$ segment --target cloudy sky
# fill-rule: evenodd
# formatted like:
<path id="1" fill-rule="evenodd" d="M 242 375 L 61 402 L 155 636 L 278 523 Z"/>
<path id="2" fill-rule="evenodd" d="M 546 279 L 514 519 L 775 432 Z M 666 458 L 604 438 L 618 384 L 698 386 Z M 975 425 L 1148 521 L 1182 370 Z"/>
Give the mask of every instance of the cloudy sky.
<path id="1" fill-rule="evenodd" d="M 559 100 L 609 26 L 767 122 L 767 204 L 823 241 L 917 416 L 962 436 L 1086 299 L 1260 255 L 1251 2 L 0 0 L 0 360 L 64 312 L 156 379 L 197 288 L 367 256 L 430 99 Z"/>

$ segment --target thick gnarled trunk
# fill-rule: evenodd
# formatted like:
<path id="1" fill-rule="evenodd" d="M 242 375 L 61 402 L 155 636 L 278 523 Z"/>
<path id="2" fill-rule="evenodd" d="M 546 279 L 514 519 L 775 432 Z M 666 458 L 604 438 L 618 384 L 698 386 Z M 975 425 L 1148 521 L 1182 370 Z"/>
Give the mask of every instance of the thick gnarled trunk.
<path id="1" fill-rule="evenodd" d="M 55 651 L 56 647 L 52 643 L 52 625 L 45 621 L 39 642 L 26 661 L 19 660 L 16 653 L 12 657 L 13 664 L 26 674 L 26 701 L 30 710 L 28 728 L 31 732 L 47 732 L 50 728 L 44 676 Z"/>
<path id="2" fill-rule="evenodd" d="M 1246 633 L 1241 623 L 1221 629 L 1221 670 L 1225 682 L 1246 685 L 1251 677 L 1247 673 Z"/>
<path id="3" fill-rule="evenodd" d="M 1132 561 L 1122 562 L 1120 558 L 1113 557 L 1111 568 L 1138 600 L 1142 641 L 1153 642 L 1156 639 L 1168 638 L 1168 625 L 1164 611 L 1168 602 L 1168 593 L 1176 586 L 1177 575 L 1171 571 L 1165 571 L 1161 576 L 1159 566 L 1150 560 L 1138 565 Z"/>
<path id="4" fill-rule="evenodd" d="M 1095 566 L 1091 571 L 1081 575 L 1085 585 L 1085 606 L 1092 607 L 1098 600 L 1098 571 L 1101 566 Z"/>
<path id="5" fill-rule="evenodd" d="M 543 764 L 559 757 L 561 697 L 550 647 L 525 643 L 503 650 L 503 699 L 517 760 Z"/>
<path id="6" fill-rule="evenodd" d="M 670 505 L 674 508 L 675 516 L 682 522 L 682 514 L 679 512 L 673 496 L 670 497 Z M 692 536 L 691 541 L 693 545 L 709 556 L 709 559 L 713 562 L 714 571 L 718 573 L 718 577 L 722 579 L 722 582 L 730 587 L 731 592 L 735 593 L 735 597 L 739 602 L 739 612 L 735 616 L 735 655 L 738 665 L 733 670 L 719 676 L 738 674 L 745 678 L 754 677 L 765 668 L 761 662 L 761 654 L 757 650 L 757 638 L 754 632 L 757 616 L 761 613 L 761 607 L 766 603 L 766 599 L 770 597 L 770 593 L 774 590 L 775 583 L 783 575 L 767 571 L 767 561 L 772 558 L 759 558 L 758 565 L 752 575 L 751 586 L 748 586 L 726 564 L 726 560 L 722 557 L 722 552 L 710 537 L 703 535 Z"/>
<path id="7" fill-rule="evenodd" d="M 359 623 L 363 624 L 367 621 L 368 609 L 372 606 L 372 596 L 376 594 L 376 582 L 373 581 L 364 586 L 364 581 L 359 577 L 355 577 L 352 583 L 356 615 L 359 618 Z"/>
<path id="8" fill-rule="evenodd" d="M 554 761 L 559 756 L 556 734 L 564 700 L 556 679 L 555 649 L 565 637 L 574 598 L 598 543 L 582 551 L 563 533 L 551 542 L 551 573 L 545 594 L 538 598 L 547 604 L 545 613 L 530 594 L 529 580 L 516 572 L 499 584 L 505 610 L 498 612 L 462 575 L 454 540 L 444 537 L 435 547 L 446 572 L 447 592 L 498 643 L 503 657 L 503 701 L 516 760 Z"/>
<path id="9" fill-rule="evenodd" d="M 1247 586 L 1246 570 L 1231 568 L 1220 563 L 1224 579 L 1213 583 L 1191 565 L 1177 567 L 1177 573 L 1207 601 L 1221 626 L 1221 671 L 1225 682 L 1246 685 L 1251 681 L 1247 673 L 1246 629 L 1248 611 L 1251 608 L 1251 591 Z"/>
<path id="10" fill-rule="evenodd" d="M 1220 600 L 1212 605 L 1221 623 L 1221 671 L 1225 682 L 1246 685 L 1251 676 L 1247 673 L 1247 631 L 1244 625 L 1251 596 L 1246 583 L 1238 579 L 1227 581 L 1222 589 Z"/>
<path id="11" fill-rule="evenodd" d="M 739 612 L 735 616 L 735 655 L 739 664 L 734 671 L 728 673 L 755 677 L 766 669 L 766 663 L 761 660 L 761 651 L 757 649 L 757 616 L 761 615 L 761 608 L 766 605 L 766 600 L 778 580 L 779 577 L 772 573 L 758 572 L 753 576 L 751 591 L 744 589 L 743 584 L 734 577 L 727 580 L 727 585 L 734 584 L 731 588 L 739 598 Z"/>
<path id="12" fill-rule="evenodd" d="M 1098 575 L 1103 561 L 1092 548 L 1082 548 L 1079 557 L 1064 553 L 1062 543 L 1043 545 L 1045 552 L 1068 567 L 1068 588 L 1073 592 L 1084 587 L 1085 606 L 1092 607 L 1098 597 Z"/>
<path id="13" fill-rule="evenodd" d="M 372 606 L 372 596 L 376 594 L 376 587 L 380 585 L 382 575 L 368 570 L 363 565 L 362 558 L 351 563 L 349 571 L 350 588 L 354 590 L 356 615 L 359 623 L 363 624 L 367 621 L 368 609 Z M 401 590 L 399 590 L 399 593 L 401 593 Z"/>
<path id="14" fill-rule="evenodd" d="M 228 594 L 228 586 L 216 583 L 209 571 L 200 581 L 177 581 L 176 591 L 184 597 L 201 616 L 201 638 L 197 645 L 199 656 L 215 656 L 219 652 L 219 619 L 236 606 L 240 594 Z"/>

* * * *

Search the entries above for the string "segment". Copy each line in which it appears.

$ segment --target cloudy sky
$ segment --target thick gnarled trunk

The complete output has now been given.